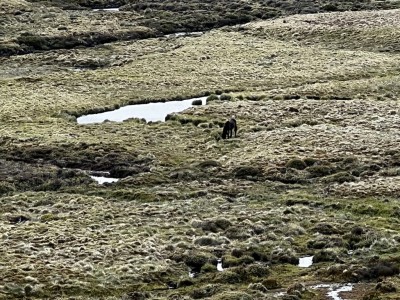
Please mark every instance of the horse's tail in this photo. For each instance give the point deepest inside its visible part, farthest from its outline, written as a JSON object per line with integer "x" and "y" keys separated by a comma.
{"x": 225, "y": 130}
{"x": 234, "y": 125}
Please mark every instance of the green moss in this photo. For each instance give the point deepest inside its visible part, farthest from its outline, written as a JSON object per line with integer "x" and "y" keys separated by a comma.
{"x": 296, "y": 164}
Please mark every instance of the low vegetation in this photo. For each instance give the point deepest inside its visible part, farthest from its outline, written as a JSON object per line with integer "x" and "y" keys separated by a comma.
{"x": 312, "y": 172}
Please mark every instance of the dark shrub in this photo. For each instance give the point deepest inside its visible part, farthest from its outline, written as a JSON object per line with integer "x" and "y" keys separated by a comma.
{"x": 197, "y": 102}
{"x": 340, "y": 178}
{"x": 319, "y": 171}
{"x": 296, "y": 163}
{"x": 247, "y": 171}
{"x": 225, "y": 97}
{"x": 212, "y": 97}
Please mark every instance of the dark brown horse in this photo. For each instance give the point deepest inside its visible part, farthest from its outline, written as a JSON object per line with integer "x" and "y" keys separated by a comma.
{"x": 230, "y": 127}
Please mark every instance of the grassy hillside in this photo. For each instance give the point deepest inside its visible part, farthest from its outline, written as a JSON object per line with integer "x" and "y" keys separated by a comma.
{"x": 314, "y": 169}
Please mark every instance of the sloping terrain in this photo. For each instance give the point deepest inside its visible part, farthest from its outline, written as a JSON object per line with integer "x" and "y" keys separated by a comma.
{"x": 314, "y": 170}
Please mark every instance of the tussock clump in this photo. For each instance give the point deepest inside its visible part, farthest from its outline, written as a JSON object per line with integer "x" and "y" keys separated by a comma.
{"x": 205, "y": 291}
{"x": 257, "y": 287}
{"x": 296, "y": 164}
{"x": 319, "y": 171}
{"x": 212, "y": 97}
{"x": 196, "y": 260}
{"x": 209, "y": 164}
{"x": 271, "y": 283}
{"x": 247, "y": 172}
{"x": 213, "y": 225}
{"x": 207, "y": 241}
{"x": 339, "y": 177}
{"x": 6, "y": 188}
{"x": 228, "y": 277}
{"x": 257, "y": 270}
{"x": 232, "y": 296}
{"x": 325, "y": 228}
{"x": 225, "y": 97}
{"x": 325, "y": 255}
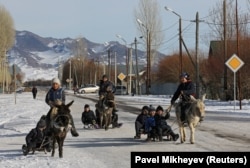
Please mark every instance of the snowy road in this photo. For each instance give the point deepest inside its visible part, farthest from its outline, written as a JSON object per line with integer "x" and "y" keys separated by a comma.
{"x": 100, "y": 148}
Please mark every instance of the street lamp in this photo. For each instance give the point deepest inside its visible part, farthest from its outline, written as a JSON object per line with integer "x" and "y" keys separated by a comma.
{"x": 148, "y": 80}
{"x": 70, "y": 73}
{"x": 180, "y": 38}
{"x": 120, "y": 37}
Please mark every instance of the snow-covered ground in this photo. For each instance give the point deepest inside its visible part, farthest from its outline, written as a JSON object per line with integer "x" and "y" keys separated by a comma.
{"x": 224, "y": 129}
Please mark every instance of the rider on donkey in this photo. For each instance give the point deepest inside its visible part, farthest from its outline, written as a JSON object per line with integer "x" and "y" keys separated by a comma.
{"x": 185, "y": 89}
{"x": 105, "y": 87}
{"x": 56, "y": 96}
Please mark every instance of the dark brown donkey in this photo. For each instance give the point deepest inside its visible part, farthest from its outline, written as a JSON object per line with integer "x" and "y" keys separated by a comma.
{"x": 61, "y": 127}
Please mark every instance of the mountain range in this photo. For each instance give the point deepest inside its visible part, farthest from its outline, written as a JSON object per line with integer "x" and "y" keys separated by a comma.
{"x": 39, "y": 57}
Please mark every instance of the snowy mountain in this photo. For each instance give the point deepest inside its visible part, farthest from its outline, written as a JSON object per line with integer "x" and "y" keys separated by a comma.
{"x": 38, "y": 57}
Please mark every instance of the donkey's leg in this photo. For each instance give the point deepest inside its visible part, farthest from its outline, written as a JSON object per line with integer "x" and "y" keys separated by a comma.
{"x": 53, "y": 147}
{"x": 60, "y": 142}
{"x": 192, "y": 130}
{"x": 184, "y": 134}
{"x": 181, "y": 133}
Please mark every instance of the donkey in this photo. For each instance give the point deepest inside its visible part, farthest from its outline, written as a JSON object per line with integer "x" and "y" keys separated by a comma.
{"x": 104, "y": 111}
{"x": 60, "y": 127}
{"x": 194, "y": 113}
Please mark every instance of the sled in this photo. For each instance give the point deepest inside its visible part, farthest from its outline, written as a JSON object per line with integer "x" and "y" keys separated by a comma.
{"x": 43, "y": 147}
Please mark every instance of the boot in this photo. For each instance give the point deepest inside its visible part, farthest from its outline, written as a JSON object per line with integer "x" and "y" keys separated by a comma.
{"x": 174, "y": 136}
{"x": 74, "y": 133}
{"x": 201, "y": 118}
{"x": 138, "y": 136}
{"x": 160, "y": 138}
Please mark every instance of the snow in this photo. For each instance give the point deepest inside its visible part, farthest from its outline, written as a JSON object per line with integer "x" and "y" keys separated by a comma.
{"x": 99, "y": 148}
{"x": 32, "y": 73}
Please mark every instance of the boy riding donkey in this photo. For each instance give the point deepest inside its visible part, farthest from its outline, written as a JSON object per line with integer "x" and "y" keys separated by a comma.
{"x": 185, "y": 89}
{"x": 106, "y": 96}
{"x": 56, "y": 96}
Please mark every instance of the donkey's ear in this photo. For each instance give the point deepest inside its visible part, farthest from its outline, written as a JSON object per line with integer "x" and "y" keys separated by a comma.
{"x": 69, "y": 104}
{"x": 203, "y": 97}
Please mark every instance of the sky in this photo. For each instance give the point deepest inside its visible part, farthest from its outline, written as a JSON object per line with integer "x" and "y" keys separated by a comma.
{"x": 100, "y": 20}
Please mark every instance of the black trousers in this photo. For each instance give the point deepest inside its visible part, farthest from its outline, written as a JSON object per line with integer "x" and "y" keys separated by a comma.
{"x": 138, "y": 126}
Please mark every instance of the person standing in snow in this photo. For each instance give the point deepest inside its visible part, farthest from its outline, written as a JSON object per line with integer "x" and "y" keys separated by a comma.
{"x": 34, "y": 92}
{"x": 185, "y": 89}
{"x": 56, "y": 96}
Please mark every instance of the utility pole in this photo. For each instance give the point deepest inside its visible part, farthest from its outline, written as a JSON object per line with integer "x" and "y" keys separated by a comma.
{"x": 70, "y": 74}
{"x": 238, "y": 53}
{"x": 115, "y": 70}
{"x": 137, "y": 70}
{"x": 130, "y": 70}
{"x": 180, "y": 44}
{"x": 197, "y": 57}
{"x": 109, "y": 63}
{"x": 14, "y": 74}
{"x": 225, "y": 47}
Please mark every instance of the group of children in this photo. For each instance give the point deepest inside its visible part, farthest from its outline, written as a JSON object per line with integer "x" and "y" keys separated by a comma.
{"x": 152, "y": 122}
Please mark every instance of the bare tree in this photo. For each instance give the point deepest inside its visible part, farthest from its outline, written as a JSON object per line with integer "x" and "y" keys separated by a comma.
{"x": 7, "y": 30}
{"x": 216, "y": 21}
{"x": 7, "y": 36}
{"x": 148, "y": 14}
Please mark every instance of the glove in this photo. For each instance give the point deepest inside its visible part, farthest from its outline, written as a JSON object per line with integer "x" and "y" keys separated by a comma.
{"x": 51, "y": 104}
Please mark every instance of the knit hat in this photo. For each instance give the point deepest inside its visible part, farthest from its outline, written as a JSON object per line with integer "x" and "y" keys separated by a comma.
{"x": 151, "y": 108}
{"x": 104, "y": 76}
{"x": 159, "y": 108}
{"x": 56, "y": 80}
{"x": 41, "y": 124}
{"x": 145, "y": 108}
{"x": 184, "y": 75}
{"x": 86, "y": 106}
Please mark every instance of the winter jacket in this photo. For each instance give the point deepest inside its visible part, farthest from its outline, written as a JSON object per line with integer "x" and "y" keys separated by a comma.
{"x": 105, "y": 85}
{"x": 149, "y": 124}
{"x": 187, "y": 88}
{"x": 88, "y": 117}
{"x": 35, "y": 136}
{"x": 53, "y": 95}
{"x": 160, "y": 121}
{"x": 34, "y": 90}
{"x": 141, "y": 118}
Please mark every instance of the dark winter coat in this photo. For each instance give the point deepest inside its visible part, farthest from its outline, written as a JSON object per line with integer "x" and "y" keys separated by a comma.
{"x": 35, "y": 136}
{"x": 105, "y": 85}
{"x": 188, "y": 89}
{"x": 88, "y": 117}
{"x": 53, "y": 95}
{"x": 34, "y": 90}
{"x": 141, "y": 118}
{"x": 160, "y": 121}
{"x": 149, "y": 124}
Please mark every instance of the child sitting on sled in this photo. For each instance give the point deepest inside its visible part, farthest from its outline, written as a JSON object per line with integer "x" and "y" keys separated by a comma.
{"x": 35, "y": 137}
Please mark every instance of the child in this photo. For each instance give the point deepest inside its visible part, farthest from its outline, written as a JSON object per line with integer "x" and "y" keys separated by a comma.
{"x": 140, "y": 121}
{"x": 161, "y": 124}
{"x": 88, "y": 117}
{"x": 150, "y": 124}
{"x": 35, "y": 137}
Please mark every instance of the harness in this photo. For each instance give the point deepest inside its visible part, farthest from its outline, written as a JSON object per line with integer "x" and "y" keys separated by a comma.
{"x": 58, "y": 124}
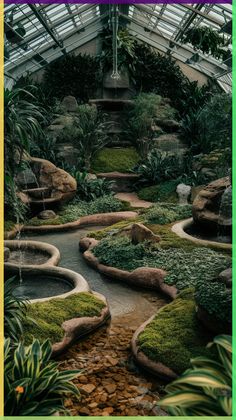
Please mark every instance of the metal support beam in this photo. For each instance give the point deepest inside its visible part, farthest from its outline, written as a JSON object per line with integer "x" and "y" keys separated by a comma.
{"x": 188, "y": 22}
{"x": 45, "y": 25}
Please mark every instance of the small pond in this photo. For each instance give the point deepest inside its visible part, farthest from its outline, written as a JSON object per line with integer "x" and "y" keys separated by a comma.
{"x": 38, "y": 287}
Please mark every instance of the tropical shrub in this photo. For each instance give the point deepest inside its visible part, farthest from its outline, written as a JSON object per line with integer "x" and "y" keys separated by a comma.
{"x": 185, "y": 267}
{"x": 215, "y": 123}
{"x": 76, "y": 75}
{"x": 89, "y": 188}
{"x": 21, "y": 125}
{"x": 216, "y": 299}
{"x": 33, "y": 386}
{"x": 14, "y": 208}
{"x": 15, "y": 310}
{"x": 159, "y": 167}
{"x": 91, "y": 134}
{"x": 206, "y": 388}
{"x": 141, "y": 119}
{"x": 208, "y": 41}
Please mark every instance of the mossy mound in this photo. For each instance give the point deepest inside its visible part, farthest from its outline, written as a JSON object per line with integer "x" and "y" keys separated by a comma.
{"x": 175, "y": 335}
{"x": 115, "y": 159}
{"x": 166, "y": 191}
{"x": 50, "y": 315}
{"x": 77, "y": 209}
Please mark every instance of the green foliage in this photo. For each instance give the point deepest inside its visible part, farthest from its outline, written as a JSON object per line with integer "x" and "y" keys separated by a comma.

====

-- REQUIRED ACTION --
The required answer is an exact copy of the lines from the one containing "Please mark every instance of the harness" through the last line of the material, with the pictures removed.

-- RESPONSE BOX --
Please mark every instance of the harness in this photo. For each instance give the point deepest inside its visible part, farthest from its outline, written as a JSON object per line with integer "x" and "y" keys separated by a comma.
{"x": 58, "y": 124}
Please mark every instance of the metal support beam in this photo. For each instance give the point deepest inside its visible part, farthest from its outline, written as a JSON object per line with integer "x" and "y" keys separated by a comma.
{"x": 188, "y": 22}
{"x": 45, "y": 25}
Please mark every instance of the small pond in this photo. For each instance give the point deepest inside its visible part, farthest from its outline, written as a JSON object per line with integer "x" and "y" keys separated by a comma.
{"x": 38, "y": 287}
Please mark every instance of the tropical shrub in this photo. For each instance give the point deepest inside its visible part, farthest from its outline, written as a JSON object per line with integer "x" and "y" keys separated by a comma.
{"x": 185, "y": 267}
{"x": 215, "y": 123}
{"x": 76, "y": 75}
{"x": 89, "y": 188}
{"x": 21, "y": 125}
{"x": 216, "y": 299}
{"x": 33, "y": 386}
{"x": 14, "y": 208}
{"x": 15, "y": 310}
{"x": 159, "y": 167}
{"x": 91, "y": 134}
{"x": 206, "y": 388}
{"x": 141, "y": 119}
{"x": 208, "y": 41}
Please mark every instance of the mossy mound in this photo. For each instance give the point deepest inside its visible part, farthest from its outline, written as a JSON object per line with integer "x" and "y" keys separated by a comma.
{"x": 175, "y": 335}
{"x": 115, "y": 159}
{"x": 166, "y": 191}
{"x": 50, "y": 315}
{"x": 77, "y": 209}
Please mark every instance of the green foliage in this photo. For each instance give the point deepest inside its visible part, farthest from its outline, written as a JSON object per line with integer "x" and "y" keys separated by a comma.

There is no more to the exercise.